**HOW TO COMPLETE THIS TASK:**
Reproduce the entries exactly as they appear below.

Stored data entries
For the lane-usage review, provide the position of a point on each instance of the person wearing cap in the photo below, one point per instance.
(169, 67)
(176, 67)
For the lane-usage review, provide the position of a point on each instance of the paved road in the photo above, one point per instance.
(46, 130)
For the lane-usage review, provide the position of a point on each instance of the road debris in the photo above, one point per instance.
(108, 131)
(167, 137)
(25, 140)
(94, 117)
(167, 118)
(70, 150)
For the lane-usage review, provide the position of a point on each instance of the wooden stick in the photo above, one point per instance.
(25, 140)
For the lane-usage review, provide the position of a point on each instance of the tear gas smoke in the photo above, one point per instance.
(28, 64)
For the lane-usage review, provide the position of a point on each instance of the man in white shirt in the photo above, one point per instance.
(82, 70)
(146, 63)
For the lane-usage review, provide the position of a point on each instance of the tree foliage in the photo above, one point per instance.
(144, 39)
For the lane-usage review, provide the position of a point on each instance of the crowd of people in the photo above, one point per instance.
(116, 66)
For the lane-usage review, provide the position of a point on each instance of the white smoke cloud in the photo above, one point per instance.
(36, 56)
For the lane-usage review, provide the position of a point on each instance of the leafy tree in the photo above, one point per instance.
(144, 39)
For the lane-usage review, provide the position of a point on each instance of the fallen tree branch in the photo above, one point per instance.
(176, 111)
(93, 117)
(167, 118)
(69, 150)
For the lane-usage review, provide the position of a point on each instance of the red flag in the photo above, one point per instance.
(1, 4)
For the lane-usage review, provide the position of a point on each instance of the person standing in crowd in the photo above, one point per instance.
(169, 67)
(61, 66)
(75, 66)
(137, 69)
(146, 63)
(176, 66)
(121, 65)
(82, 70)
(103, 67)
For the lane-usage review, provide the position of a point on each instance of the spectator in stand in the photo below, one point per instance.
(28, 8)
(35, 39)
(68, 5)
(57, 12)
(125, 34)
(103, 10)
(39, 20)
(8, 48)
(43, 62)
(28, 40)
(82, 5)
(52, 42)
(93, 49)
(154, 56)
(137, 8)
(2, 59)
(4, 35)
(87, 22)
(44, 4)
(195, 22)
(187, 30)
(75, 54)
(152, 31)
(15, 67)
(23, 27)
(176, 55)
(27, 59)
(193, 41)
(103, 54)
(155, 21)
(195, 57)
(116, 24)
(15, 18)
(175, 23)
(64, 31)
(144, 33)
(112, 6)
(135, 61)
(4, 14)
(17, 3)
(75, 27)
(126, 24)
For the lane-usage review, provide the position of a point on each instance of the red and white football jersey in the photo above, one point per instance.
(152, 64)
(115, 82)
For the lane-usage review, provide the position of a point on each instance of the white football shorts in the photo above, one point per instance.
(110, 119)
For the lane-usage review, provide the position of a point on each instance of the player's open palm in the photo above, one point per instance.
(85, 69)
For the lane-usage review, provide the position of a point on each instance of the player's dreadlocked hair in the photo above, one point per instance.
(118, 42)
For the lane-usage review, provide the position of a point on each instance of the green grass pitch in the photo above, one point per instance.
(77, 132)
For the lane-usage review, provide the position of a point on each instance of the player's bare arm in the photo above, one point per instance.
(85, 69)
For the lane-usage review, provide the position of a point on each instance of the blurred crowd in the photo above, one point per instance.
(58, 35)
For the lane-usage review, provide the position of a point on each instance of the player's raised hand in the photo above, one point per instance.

**EXERCISE SOLUTION:**
For the lane-usage review, provide the position of a point on each instance of the person wearing cap in the photo below, one point per instance.
(169, 67)
(176, 67)
For the lane-usage review, provide the position of a point on each instance of the paved road in the photo above, one point per instance.
(46, 130)
For the lane-usage review, provide the position of a point on each instance of the road debris in the photo above, one point per instance.
(108, 131)
(167, 137)
(25, 140)
(94, 117)
(167, 118)
(70, 150)
For the lane-usage review, provide the position of a point on each instance of the wooden stick in the photo above, one point per instance.
(25, 140)
For the lane-usage review, provide the position of a point on each instance of the tear gas smoke in the photo above, one point per instance.
(28, 64)
For the lane-usage review, provide the position of a point on each instance of the man in white shirt in the photo above, one point per instance.
(82, 70)
(146, 63)
For the lane-usage review, provide the position of a point on each instance of the tree foliage in the photo above, one point per instance.
(144, 39)
For the lane-usage review, provide the position of a point on each instance of the crowd of people in the photo above, one point per instance.
(116, 66)
For the lane-usage review, provide the position of a point on each instance of the white smoke cloud in the photo above, one point per instance.
(36, 56)
For the lane-usage review, provide the position of a point on each instance of the leafy tree in the photo above, one point per instance.
(144, 39)
For the lane-usage review, provide the position of a point on each instance of the fallen tree branch in the photo above, one point per instance.
(176, 111)
(93, 117)
(167, 118)
(69, 150)
For the lane-usage review, provide the position of a point on each instance of the red flag in the photo above, one point per instance.
(1, 4)
For the lane-usage review, provide the position of a point on each instance of the person standing in crowd in the photo above, one point per instance.
(169, 67)
(61, 66)
(75, 66)
(137, 69)
(146, 63)
(176, 66)
(121, 65)
(82, 70)
(103, 67)
For the lane-usage review, provide the position of a point on each instance of the spectator in stand in the photo below, one point per instance.
(28, 8)
(35, 39)
(68, 5)
(57, 12)
(125, 34)
(103, 10)
(39, 20)
(8, 48)
(43, 62)
(28, 40)
(82, 5)
(52, 42)
(93, 49)
(154, 56)
(137, 8)
(2, 59)
(4, 35)
(87, 22)
(44, 4)
(195, 22)
(187, 30)
(75, 54)
(152, 31)
(15, 67)
(23, 27)
(176, 55)
(27, 59)
(193, 41)
(103, 54)
(155, 21)
(195, 57)
(116, 24)
(15, 18)
(175, 23)
(64, 31)
(144, 33)
(112, 6)
(135, 61)
(4, 14)
(17, 3)
(75, 27)
(126, 24)
For the lane-usage review, provide the position of a point on each instance of the red and white football jersey in the photo above, one point per instance.
(152, 64)
(115, 82)
For the lane-usage review, provide the position of a point on each instance of the white football shorts in the photo above, one point per instance.
(110, 119)
For the lane-usage review, provide the position of a point on each instance of the player's open palm in the photo above, one point per instance.
(85, 69)
For the lane-usage review, provide the position of a point on each instance of the player's dreadlocked hair in the photo above, one point per instance.
(118, 42)
For the lane-usage review, provide the position of a point on each instance of the green grass pitch in the photo above, one point per instance.
(77, 132)
For the lane-usage review, provide the position of a point on each instance of the player's bare arm in the photo above, one point per instance.
(85, 69)
For the lane-usage review, provide the position of a point on each instance of the blurred crowd in the photo above, one point per instance.
(58, 35)
For the lane-usage review, provide the position of a point on each instance of the player's raised hand in the photo above, one point per instance.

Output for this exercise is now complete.